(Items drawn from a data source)
.....

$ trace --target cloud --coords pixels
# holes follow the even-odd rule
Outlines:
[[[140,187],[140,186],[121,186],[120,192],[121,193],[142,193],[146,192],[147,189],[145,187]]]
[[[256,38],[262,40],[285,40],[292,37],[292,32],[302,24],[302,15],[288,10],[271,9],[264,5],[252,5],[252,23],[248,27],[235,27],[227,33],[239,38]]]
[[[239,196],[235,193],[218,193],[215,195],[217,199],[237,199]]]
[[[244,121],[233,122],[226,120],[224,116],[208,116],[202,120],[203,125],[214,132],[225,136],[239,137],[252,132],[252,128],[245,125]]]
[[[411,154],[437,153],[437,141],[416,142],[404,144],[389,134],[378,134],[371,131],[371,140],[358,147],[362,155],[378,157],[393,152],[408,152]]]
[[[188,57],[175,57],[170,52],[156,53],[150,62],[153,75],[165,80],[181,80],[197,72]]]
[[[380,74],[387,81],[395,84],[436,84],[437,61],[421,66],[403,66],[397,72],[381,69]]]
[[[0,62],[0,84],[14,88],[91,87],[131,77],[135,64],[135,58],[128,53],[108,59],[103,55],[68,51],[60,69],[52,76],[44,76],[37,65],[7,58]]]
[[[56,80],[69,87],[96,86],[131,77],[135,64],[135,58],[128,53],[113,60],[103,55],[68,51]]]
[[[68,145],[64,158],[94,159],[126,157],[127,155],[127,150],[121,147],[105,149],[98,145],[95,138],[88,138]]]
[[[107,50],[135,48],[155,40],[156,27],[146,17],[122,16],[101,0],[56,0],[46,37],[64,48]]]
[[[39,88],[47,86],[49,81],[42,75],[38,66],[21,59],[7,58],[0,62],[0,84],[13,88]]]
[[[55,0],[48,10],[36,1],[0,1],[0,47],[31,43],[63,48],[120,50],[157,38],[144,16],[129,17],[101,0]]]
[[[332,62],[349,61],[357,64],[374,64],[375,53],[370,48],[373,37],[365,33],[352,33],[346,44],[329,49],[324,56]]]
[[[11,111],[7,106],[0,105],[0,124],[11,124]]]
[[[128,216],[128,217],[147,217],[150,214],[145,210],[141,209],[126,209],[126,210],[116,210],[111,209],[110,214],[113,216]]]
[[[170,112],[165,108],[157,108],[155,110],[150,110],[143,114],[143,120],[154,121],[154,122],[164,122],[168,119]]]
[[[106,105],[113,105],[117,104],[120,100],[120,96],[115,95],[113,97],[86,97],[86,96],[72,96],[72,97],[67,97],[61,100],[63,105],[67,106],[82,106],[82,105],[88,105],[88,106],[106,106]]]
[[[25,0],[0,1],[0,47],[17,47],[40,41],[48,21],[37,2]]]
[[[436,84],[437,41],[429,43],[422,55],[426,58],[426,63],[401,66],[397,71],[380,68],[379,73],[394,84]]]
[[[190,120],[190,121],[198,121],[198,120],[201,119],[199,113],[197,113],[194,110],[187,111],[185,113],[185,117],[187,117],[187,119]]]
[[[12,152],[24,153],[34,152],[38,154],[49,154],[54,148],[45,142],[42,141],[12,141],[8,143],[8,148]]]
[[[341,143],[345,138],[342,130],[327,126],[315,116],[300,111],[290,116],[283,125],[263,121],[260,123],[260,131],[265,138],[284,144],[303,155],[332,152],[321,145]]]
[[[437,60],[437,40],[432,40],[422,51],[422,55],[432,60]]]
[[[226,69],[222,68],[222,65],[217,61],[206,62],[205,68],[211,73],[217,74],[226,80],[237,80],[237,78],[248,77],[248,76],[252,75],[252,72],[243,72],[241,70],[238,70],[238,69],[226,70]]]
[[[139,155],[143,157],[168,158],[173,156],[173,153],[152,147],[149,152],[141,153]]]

.....

# Goal
Edit the lines from the start of the material through the line containing "[[[239,196],[235,193],[218,193],[215,195],[217,199],[237,199]]]" by replacing "cloud" with "smoke" and leaving everything else unchanged.

# The output
$ trace --target smoke --coords pixels
# holes follow the even-odd rule
Outlines:
[[[140,187],[140,186],[121,186],[120,192],[121,193],[142,193],[146,192],[147,189],[145,187]]]
[[[256,38],[262,40],[285,40],[292,37],[292,32],[302,24],[302,15],[288,10],[271,9],[264,5],[252,5],[252,23],[248,27],[235,27],[227,33],[239,38]]]
[[[239,196],[235,193],[218,193],[215,195],[217,199],[237,199]]]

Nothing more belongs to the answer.